■ Exercise description ■
Pull out each line of the listing below that contains the string "bare". Uppercase and lowercase letters count as different.

■ Source data ■
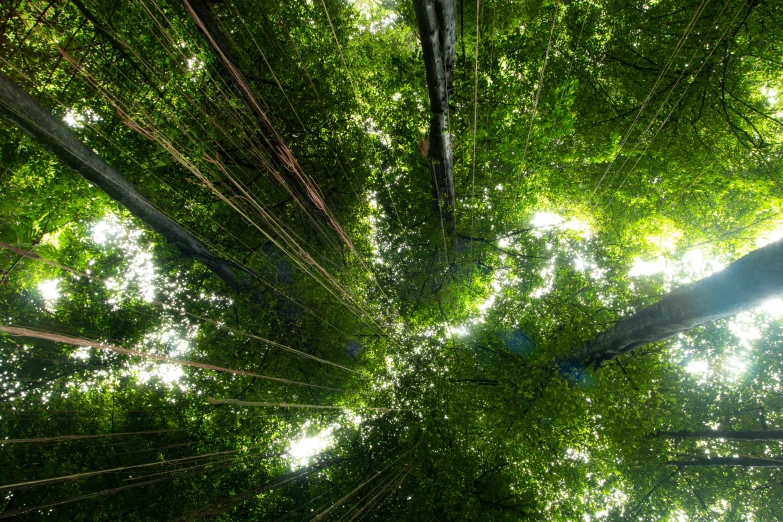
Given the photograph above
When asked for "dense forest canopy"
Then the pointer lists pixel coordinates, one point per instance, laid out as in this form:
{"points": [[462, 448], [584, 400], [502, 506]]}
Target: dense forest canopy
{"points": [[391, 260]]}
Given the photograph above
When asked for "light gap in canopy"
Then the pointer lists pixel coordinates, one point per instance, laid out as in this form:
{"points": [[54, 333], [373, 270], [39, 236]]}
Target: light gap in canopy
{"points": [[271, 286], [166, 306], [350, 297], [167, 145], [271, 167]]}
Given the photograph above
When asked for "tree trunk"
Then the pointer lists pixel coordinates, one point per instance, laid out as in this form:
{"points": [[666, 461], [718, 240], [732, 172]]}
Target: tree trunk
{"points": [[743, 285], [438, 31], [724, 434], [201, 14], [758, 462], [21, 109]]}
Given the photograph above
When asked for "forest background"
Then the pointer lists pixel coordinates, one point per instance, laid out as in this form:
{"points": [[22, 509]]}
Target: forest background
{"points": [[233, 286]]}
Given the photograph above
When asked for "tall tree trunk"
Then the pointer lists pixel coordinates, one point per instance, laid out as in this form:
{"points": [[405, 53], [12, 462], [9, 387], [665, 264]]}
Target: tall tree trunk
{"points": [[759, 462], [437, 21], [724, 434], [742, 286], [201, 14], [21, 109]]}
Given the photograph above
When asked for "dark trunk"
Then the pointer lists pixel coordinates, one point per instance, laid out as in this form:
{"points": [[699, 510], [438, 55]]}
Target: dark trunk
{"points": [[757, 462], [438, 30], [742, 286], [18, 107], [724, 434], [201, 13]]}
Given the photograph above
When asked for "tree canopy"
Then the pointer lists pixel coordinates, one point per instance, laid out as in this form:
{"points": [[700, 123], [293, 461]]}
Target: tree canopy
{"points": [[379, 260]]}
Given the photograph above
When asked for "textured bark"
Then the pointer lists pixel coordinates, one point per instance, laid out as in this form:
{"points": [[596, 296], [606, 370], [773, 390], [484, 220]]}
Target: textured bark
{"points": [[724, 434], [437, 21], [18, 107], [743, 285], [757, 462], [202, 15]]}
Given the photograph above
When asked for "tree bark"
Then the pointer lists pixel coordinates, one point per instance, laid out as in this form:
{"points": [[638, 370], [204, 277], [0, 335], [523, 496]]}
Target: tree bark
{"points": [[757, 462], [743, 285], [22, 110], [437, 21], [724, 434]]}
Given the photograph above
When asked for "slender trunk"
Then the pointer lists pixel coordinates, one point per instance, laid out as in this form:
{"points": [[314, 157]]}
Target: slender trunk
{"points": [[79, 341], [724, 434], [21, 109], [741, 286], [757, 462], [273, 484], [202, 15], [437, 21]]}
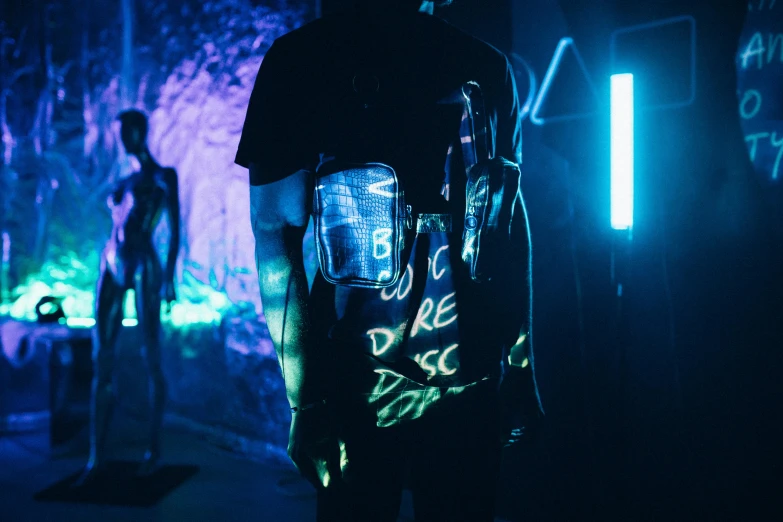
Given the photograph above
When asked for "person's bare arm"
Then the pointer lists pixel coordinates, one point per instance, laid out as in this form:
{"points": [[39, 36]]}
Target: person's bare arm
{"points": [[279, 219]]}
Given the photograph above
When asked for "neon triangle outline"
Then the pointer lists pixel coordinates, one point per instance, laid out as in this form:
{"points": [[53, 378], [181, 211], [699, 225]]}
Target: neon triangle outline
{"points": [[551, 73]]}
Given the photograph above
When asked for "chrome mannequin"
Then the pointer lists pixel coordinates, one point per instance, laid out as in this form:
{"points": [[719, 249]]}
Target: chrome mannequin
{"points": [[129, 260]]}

--

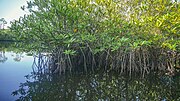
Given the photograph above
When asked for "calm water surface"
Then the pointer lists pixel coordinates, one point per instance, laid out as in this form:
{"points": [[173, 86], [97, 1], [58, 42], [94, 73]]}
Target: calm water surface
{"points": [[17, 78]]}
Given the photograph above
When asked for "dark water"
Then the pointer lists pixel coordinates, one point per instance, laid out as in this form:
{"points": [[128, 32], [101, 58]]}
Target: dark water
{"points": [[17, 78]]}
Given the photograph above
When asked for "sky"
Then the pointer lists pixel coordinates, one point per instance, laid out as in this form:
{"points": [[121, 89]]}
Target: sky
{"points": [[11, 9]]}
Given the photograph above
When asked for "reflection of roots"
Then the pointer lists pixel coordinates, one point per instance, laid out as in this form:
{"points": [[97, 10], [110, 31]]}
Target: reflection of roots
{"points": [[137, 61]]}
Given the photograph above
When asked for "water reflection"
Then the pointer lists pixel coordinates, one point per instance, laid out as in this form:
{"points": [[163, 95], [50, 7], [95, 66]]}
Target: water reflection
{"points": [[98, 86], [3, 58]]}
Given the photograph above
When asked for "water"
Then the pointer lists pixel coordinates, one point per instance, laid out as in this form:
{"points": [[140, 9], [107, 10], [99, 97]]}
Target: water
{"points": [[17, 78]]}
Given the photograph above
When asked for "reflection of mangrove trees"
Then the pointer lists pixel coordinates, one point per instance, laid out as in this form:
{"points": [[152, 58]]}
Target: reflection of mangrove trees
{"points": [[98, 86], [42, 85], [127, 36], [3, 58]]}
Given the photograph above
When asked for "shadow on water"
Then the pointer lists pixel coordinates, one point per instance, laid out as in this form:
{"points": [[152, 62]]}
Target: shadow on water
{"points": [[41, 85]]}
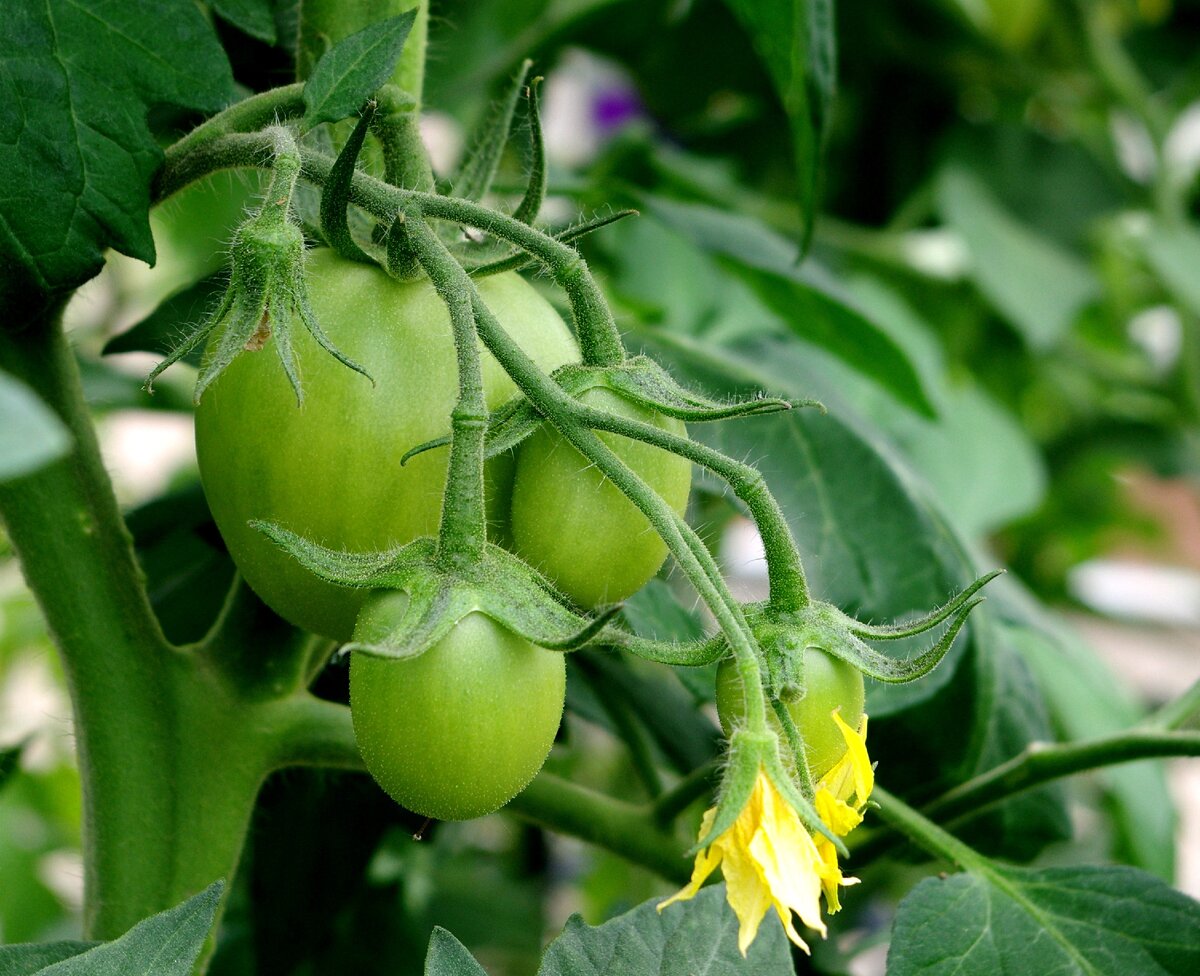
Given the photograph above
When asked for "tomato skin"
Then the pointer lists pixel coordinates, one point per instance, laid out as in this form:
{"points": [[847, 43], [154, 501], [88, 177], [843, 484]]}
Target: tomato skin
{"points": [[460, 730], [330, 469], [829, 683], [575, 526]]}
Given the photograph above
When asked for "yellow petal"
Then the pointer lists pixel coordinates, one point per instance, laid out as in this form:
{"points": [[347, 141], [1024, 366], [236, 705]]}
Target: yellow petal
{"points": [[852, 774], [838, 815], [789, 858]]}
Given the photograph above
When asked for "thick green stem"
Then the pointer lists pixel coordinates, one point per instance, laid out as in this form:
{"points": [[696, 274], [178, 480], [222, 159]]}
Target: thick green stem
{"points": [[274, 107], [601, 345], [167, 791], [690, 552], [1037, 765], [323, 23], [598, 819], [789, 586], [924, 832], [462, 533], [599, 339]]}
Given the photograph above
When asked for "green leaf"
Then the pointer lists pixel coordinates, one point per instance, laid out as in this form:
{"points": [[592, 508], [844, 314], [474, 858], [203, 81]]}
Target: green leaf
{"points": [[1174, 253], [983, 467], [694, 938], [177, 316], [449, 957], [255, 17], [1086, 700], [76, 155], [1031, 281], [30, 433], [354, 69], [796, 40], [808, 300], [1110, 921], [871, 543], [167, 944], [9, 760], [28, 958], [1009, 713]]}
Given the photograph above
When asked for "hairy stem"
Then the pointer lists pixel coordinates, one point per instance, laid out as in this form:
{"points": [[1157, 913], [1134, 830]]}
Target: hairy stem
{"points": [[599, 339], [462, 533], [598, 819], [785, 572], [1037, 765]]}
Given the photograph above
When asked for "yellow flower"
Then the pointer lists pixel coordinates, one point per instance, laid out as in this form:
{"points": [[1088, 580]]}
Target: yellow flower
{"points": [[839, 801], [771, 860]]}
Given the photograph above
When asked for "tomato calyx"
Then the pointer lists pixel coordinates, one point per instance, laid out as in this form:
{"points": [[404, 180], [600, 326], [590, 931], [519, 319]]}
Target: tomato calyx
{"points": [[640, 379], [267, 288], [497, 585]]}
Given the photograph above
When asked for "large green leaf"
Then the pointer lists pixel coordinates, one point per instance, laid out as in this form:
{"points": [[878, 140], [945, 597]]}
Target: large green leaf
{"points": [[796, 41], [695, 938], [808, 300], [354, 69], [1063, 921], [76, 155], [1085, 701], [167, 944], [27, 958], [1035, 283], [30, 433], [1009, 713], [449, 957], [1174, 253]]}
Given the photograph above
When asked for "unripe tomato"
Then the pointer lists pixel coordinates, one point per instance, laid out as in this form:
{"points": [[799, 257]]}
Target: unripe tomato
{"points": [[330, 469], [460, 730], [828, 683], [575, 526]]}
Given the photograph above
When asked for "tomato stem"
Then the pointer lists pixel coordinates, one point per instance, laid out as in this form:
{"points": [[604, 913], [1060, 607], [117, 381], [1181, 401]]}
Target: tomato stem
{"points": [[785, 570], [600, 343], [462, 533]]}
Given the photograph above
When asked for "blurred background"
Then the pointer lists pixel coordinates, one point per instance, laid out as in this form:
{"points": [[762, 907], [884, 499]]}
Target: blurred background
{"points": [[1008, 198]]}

* * *

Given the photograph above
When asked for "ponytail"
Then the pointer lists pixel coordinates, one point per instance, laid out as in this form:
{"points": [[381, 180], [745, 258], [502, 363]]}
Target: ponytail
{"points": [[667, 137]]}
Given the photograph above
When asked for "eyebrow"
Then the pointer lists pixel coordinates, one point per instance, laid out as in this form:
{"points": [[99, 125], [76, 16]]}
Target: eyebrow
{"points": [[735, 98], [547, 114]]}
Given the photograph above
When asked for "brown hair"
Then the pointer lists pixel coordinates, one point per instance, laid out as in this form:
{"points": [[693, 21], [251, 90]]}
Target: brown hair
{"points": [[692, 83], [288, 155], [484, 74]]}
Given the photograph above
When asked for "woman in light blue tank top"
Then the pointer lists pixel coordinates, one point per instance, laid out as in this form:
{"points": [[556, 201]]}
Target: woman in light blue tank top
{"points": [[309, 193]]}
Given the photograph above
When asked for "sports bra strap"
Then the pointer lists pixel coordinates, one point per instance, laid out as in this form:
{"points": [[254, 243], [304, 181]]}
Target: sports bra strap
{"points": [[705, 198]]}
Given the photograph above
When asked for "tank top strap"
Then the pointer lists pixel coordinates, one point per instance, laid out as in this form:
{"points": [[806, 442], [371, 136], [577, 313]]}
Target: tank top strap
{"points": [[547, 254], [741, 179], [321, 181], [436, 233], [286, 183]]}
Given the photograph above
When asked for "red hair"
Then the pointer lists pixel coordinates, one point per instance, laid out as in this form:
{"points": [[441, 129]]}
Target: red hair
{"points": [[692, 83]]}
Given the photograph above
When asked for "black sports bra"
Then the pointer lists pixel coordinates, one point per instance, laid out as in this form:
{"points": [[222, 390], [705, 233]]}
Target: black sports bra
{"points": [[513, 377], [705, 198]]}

■ Finished task ■
When asked for "person's bare arm"
Target: person's bare arm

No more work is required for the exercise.